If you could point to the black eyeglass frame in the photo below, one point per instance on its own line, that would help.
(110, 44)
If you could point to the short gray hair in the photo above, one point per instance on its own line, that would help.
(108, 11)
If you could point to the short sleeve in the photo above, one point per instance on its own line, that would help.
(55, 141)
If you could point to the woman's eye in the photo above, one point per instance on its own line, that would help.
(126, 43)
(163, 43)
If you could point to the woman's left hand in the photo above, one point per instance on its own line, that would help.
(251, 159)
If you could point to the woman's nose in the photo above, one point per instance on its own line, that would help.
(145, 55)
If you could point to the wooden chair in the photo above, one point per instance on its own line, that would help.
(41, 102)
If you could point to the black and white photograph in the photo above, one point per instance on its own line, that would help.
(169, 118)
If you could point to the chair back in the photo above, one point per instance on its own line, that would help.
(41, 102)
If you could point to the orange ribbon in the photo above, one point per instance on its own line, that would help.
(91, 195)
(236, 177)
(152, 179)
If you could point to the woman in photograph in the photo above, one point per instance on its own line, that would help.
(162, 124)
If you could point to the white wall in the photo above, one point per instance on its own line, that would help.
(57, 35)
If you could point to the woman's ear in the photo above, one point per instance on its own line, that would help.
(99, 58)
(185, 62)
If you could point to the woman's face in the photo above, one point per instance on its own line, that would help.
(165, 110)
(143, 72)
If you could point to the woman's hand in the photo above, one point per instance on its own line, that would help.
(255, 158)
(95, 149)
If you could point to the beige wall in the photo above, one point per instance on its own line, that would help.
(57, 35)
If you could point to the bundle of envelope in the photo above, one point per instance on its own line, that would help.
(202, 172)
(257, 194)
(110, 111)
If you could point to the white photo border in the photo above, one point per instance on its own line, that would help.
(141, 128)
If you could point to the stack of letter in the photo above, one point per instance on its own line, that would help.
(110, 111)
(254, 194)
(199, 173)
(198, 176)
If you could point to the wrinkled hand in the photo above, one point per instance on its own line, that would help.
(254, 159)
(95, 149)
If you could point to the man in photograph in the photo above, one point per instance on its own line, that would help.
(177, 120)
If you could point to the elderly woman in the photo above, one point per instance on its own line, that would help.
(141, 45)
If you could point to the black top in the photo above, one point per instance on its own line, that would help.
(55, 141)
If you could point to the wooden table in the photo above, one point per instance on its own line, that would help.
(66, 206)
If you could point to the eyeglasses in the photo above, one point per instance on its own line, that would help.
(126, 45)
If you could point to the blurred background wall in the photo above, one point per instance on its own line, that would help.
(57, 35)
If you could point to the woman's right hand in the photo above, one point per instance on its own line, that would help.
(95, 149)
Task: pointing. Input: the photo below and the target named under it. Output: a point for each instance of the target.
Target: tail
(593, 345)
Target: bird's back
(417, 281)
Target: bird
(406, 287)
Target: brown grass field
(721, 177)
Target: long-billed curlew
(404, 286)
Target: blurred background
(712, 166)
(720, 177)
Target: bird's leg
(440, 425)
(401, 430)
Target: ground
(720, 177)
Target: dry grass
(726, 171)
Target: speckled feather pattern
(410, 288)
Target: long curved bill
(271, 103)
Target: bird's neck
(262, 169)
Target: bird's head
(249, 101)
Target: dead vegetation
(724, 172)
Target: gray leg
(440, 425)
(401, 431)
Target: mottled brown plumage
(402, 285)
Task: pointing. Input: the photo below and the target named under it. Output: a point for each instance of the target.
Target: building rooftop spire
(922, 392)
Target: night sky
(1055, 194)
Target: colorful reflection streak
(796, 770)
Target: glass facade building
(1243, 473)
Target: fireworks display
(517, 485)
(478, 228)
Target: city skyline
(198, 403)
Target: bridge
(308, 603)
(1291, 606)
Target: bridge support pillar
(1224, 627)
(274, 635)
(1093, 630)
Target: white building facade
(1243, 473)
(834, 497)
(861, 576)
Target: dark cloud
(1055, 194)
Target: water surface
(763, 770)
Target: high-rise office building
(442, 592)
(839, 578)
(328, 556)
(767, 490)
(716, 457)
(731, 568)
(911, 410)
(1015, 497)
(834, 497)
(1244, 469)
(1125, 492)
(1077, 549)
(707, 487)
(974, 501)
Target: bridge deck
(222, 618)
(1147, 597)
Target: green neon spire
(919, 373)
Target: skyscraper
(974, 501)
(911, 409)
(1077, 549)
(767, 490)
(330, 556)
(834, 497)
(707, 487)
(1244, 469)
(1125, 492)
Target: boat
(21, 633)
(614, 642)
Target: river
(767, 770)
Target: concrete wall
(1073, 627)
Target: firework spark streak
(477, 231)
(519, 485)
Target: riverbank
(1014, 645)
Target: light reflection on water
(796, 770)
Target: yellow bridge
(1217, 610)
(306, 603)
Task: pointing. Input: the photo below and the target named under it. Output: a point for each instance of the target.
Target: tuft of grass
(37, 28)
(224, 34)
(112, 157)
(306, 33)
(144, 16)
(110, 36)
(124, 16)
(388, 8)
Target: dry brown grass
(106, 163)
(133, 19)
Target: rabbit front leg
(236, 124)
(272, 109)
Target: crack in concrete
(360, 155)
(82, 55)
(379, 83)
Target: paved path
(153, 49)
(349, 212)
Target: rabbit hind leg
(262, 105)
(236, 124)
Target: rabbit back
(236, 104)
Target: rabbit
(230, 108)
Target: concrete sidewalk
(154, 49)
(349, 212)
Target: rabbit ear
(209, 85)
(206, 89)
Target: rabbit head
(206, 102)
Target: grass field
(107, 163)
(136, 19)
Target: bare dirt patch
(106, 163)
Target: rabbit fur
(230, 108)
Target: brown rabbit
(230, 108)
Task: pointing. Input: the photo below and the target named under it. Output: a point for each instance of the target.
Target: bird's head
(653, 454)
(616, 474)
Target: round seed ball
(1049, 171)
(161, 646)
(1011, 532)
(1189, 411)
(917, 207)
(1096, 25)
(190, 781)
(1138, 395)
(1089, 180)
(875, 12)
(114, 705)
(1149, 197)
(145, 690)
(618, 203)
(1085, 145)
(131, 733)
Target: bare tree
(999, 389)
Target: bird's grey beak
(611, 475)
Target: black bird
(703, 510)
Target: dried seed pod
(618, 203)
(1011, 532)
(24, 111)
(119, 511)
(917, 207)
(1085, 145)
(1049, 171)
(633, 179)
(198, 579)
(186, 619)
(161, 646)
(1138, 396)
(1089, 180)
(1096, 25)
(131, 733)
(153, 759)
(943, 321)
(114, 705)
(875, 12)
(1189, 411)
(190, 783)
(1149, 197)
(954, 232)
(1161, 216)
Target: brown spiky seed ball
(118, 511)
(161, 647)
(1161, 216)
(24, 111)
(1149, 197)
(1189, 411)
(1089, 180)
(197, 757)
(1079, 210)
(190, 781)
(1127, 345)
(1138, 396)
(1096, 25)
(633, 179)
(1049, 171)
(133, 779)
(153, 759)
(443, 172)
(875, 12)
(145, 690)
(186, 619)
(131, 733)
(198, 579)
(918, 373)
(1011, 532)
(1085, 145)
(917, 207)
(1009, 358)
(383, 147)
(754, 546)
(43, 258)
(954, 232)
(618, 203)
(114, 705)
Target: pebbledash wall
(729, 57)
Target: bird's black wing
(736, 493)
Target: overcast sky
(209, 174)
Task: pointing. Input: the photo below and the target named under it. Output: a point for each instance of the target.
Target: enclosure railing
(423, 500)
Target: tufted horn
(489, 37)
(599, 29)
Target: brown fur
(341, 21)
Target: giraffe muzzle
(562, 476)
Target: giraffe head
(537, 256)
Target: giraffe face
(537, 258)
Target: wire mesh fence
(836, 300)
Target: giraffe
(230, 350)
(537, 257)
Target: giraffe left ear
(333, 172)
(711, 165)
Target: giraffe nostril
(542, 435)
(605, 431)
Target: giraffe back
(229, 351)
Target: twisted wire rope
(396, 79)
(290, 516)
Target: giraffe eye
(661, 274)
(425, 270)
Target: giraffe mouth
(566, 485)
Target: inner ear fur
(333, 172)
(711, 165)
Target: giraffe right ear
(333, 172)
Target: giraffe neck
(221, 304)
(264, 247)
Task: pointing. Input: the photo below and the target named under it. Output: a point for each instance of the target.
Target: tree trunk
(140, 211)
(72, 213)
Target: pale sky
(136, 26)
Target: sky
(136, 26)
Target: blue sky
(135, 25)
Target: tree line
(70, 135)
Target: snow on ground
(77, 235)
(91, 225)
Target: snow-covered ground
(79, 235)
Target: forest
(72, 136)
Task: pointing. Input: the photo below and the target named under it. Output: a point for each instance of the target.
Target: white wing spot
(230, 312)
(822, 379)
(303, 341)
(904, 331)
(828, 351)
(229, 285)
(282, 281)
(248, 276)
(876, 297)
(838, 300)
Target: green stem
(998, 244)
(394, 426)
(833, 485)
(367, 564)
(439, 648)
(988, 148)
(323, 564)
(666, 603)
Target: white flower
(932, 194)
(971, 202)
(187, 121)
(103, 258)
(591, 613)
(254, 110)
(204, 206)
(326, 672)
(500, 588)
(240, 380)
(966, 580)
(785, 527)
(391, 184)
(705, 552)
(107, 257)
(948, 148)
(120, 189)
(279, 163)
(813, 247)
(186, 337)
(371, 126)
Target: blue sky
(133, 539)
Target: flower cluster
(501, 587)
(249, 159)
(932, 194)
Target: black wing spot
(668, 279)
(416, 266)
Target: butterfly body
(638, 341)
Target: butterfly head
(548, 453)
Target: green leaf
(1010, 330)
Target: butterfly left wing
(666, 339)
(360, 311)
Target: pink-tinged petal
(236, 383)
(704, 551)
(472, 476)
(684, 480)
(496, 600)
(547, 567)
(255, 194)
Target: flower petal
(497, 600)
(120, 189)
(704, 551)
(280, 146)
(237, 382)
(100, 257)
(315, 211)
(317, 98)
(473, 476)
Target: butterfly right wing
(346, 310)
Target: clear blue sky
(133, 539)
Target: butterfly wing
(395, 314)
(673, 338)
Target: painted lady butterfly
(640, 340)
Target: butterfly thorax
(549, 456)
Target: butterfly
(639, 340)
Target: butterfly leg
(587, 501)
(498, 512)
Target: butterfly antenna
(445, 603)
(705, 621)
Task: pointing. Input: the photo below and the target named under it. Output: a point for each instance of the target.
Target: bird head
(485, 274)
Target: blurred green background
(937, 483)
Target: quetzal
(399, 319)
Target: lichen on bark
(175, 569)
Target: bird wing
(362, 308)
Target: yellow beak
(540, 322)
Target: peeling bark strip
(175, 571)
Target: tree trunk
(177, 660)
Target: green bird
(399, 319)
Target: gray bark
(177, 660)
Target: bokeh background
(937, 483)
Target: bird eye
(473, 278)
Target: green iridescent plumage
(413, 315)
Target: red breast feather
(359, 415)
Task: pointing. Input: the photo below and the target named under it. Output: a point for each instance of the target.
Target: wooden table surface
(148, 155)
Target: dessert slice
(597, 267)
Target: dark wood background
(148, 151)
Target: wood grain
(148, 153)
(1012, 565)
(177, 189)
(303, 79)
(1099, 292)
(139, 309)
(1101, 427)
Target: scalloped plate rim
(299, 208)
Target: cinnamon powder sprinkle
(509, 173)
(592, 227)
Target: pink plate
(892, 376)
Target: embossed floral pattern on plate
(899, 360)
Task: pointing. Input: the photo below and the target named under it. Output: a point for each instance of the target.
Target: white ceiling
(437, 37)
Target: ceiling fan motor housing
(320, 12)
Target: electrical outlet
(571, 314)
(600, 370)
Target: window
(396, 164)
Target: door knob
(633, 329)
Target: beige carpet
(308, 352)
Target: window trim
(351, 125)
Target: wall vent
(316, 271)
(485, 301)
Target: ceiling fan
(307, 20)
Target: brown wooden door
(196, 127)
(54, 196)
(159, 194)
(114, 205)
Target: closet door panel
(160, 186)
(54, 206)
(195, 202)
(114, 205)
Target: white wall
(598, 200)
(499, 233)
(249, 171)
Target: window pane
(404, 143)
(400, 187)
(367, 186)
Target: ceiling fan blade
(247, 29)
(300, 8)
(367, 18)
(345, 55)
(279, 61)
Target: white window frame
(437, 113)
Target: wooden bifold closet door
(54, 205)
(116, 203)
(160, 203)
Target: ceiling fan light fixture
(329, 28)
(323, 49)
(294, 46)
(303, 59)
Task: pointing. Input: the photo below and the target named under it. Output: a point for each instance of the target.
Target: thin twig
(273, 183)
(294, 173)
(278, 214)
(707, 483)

(What to work on): Reproduce the lines of the records from the line containing "Target: electrical outlet" through the end of the records, substituting "overhead fan" for every occurrence of "ceiling fan" and leaving everything else unchanged.

(Right answer):
Target: electrical outlet
(571, 314)
(600, 370)
Target: window
(396, 164)
Target: door knob
(633, 329)
Target: beige carpet
(308, 352)
Target: window trim
(351, 125)
Target: wall vent
(316, 271)
(485, 301)
Target: overhead fan
(307, 20)
Target: brown wooden door
(196, 127)
(54, 196)
(159, 194)
(114, 205)
Target: closet door panel
(160, 186)
(54, 206)
(195, 202)
(114, 205)
Target: white wall
(598, 200)
(499, 233)
(249, 171)
Target: window pane
(404, 143)
(400, 187)
(367, 186)
Target: overhead fan blade
(247, 29)
(300, 8)
(367, 18)
(345, 55)
(279, 61)
Target: white window frame
(437, 113)
Target: wooden bifold closet door
(54, 205)
(116, 203)
(160, 203)
Target: overhead fan light fixture
(329, 28)
(323, 49)
(294, 46)
(303, 59)
Task: pointing. Input: the photo below and the target named under it. Output: a point for each instance of the target.
Target: thin twig
(273, 183)
(294, 173)
(278, 214)
(707, 483)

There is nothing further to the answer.